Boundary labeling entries

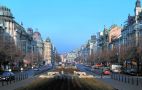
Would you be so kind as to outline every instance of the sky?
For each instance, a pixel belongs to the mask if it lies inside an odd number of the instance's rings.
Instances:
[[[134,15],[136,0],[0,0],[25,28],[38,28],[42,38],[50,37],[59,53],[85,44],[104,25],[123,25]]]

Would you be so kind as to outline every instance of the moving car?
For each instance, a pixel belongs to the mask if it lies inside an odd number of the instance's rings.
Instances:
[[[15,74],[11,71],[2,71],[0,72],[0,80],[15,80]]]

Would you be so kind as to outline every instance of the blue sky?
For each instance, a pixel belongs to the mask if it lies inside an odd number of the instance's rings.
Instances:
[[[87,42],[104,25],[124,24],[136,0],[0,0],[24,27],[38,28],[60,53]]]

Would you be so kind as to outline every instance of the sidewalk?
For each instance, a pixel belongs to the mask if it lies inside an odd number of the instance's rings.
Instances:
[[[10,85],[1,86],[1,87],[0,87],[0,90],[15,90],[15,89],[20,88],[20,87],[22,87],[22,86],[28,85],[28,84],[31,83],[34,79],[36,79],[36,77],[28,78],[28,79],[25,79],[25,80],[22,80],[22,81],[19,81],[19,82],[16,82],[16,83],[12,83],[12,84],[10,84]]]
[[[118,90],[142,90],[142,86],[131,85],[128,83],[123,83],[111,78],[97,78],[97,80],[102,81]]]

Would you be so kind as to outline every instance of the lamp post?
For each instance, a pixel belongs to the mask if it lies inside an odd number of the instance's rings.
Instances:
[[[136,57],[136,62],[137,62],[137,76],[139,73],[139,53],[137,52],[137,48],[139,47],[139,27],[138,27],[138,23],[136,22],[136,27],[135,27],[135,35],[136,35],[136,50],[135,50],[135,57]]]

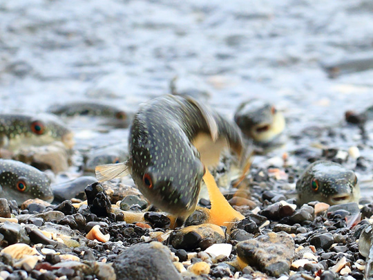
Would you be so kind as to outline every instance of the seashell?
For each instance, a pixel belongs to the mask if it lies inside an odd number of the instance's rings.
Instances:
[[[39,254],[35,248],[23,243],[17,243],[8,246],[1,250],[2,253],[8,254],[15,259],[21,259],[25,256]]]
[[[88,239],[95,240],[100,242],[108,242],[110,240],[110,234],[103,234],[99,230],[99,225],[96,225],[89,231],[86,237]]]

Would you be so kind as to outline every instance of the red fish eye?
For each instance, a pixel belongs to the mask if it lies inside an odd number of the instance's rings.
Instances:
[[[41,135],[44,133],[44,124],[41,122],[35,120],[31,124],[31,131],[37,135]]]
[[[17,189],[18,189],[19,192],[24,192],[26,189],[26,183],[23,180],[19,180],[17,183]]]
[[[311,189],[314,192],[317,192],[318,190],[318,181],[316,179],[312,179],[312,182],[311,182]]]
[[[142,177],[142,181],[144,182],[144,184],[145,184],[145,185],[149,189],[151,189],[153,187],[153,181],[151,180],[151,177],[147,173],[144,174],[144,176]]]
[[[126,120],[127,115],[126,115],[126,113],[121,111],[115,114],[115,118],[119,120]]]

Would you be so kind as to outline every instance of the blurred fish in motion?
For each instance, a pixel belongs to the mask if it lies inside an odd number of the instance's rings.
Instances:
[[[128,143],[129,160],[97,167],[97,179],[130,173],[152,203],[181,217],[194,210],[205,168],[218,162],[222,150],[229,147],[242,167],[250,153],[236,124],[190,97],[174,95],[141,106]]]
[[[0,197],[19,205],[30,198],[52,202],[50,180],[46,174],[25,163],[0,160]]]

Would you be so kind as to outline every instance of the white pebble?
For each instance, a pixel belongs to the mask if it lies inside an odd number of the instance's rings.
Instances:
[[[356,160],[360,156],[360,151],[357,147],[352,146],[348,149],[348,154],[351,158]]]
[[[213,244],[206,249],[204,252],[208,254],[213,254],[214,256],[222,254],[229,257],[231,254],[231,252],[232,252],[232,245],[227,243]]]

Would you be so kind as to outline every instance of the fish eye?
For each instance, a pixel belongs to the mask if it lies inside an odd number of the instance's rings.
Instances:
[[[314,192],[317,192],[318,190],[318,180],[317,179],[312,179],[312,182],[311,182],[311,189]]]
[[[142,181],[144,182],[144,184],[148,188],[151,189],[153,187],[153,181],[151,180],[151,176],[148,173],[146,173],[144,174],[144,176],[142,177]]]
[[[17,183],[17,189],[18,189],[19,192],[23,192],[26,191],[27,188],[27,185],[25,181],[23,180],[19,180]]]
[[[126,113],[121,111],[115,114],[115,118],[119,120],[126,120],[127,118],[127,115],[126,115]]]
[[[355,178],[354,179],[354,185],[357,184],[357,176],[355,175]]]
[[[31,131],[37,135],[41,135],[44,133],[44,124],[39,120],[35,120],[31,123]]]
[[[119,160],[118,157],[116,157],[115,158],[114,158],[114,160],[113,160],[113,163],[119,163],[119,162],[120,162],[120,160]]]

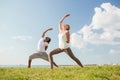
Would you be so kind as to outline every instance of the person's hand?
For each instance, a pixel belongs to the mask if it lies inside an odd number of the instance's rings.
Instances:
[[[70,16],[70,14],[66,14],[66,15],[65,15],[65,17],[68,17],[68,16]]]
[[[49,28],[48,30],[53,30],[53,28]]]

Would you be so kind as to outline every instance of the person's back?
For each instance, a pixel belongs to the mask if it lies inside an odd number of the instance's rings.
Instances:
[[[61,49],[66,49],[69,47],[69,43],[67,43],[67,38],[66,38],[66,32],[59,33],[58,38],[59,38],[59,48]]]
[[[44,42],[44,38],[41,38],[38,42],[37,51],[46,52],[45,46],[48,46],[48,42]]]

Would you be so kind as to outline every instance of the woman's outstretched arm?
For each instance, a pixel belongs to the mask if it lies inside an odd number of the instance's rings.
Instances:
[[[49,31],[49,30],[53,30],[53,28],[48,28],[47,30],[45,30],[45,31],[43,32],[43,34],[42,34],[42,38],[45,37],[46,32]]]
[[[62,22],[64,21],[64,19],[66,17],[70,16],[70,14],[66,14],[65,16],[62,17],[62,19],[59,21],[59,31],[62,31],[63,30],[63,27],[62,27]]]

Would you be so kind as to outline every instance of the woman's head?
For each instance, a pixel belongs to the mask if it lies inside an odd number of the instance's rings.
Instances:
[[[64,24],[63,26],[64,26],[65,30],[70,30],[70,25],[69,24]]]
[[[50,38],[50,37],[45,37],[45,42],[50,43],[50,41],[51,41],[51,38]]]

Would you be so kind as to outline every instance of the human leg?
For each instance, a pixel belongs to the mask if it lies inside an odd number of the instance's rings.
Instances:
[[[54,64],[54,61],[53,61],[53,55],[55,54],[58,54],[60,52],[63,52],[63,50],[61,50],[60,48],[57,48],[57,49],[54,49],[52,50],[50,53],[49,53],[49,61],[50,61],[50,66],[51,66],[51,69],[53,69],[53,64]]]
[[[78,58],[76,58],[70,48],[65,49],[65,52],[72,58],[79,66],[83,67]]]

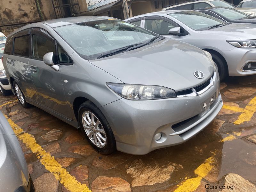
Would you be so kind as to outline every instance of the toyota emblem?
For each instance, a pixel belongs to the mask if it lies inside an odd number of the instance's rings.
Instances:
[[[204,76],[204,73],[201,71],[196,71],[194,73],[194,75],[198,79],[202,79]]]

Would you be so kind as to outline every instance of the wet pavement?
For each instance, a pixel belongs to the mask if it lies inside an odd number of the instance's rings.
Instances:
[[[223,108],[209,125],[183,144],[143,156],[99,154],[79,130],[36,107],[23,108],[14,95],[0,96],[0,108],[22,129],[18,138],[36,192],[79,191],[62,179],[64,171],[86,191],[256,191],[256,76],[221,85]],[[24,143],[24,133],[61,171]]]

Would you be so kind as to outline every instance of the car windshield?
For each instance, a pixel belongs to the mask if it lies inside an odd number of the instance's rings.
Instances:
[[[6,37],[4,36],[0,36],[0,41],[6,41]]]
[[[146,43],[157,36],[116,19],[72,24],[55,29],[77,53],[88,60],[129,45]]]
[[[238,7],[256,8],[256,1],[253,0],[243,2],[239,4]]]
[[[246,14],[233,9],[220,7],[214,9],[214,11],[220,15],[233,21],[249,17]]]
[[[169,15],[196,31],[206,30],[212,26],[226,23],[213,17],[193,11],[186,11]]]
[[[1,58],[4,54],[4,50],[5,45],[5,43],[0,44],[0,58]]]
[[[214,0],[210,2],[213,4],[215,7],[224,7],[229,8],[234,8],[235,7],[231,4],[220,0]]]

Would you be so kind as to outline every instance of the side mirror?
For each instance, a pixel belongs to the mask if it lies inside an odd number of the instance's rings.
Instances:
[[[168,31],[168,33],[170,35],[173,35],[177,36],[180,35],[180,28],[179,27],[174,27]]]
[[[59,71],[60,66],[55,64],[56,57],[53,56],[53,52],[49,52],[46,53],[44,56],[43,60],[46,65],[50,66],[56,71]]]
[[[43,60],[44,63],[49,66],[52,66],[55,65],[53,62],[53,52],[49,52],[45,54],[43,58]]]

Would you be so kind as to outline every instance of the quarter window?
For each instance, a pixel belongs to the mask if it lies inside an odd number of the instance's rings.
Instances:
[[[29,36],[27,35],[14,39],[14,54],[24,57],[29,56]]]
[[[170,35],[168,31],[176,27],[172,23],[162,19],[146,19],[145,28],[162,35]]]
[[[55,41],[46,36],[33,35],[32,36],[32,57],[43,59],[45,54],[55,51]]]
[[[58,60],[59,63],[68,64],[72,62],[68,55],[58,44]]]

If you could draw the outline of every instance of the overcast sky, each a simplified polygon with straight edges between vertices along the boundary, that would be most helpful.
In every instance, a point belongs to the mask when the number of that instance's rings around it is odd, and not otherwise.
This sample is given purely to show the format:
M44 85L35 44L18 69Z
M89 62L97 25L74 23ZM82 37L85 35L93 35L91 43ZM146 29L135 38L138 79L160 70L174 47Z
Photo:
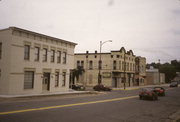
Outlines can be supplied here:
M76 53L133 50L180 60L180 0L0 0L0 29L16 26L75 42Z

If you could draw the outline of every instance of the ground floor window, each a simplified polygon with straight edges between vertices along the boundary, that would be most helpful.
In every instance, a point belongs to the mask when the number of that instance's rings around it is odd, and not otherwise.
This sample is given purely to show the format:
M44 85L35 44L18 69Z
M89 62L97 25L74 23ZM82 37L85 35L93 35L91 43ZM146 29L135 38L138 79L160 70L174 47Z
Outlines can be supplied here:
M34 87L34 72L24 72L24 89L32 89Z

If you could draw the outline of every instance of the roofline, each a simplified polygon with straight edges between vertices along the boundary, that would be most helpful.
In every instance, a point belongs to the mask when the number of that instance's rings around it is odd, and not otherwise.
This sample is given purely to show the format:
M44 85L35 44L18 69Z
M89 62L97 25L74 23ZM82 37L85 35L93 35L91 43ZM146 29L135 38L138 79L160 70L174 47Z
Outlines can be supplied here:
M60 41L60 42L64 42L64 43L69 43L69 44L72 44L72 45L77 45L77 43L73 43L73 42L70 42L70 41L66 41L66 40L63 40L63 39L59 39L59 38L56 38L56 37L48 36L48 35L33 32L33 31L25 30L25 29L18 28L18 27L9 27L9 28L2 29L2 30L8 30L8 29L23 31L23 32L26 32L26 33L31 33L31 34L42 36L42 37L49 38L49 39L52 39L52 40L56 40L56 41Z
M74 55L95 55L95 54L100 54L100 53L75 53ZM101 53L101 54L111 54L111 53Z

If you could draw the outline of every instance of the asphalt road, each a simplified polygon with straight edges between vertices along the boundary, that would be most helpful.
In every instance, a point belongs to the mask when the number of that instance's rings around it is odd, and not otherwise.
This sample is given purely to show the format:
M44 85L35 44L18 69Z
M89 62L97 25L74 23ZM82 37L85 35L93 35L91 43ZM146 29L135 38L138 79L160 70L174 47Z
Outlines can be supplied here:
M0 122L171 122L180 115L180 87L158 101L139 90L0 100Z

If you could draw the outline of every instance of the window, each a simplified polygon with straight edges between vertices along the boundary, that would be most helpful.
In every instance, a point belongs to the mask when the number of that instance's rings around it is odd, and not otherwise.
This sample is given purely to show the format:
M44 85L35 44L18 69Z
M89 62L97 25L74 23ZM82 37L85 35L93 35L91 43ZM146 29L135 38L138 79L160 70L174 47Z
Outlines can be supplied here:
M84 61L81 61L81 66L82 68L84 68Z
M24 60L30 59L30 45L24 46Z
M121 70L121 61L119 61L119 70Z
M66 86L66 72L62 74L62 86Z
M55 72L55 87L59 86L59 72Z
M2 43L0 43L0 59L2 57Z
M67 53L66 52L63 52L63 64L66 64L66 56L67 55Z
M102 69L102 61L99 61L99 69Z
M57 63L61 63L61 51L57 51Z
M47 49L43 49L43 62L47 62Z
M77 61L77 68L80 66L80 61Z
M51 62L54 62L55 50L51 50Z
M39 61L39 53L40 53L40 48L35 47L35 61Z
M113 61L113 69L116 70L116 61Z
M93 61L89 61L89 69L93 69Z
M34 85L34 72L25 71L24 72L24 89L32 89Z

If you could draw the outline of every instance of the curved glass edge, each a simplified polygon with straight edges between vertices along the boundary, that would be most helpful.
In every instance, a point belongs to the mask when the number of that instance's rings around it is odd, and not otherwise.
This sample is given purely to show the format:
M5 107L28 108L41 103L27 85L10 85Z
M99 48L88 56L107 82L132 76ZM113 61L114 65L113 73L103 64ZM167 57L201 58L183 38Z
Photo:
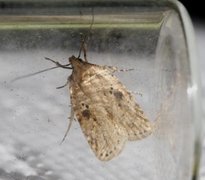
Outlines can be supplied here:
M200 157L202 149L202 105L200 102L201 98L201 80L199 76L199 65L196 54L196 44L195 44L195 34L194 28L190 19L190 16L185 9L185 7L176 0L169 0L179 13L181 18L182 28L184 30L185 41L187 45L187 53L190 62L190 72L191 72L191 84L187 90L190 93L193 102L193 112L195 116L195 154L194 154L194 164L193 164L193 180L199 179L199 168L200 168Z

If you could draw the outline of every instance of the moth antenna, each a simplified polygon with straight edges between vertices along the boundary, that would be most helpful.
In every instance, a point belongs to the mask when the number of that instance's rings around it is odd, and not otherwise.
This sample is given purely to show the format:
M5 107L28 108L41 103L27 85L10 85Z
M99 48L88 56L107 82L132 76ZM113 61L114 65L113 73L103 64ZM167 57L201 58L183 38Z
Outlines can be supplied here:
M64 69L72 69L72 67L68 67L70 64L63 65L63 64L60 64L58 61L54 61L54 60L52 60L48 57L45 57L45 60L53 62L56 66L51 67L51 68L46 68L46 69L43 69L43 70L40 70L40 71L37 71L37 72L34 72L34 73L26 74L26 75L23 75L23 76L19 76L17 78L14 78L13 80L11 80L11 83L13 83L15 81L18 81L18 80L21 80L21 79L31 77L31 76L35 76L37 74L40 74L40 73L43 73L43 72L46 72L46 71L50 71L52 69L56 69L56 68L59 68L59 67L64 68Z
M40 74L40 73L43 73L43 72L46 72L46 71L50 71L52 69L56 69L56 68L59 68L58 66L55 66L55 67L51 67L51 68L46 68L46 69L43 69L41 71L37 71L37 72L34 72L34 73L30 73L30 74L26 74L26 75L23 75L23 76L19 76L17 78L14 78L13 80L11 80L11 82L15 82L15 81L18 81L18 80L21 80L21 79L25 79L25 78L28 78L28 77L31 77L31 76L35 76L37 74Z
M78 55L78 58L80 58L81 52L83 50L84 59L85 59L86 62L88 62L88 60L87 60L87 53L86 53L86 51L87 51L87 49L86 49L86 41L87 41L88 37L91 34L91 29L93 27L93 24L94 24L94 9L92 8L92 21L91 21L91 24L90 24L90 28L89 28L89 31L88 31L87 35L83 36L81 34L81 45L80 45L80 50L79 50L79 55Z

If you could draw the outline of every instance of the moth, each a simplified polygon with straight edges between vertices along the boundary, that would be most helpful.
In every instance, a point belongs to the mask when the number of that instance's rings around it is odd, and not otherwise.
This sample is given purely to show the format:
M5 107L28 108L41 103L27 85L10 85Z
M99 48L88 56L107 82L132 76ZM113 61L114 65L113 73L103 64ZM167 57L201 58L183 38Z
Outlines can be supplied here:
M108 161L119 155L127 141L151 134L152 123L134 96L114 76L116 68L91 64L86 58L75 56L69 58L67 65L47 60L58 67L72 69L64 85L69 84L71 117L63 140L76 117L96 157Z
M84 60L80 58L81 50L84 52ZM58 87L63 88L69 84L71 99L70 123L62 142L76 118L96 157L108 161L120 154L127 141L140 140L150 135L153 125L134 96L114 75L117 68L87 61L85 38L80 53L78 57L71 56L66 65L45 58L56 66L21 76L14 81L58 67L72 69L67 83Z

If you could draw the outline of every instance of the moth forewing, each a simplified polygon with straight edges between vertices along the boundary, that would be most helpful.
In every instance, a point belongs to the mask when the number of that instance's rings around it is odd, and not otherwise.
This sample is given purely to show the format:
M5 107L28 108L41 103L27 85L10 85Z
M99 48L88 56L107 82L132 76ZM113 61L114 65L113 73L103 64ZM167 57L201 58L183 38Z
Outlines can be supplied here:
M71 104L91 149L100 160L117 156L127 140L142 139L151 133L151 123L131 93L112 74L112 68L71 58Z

• _EXERCISE BRIEF_:
Write out the entries again, starting at the line that contains "moth forewing, each" and ending at the last line of the entries, with "simplified" switched to "rough" and everything else left unchanged.

• _RESPONSE TO THE TASK_:
If you could draw the outline of every instance of the moth forewing, each a rough polygon with straight edges between vertices along the boundary, that would be most helpful.
In every instance, a point belongs to the mask when the number of that instance's rings around it is odd, and not otherwise.
This sample is given purely to show the format:
M5 107L28 108L41 103L27 85L10 85Z
M99 48L88 56L107 82L132 76ZM113 61L114 65L113 73L103 64ZM167 57L201 58L183 38Z
Outlines can be supplied here:
M71 104L91 149L100 160L117 156L127 140L142 139L151 133L151 123L131 93L112 74L112 68L71 58Z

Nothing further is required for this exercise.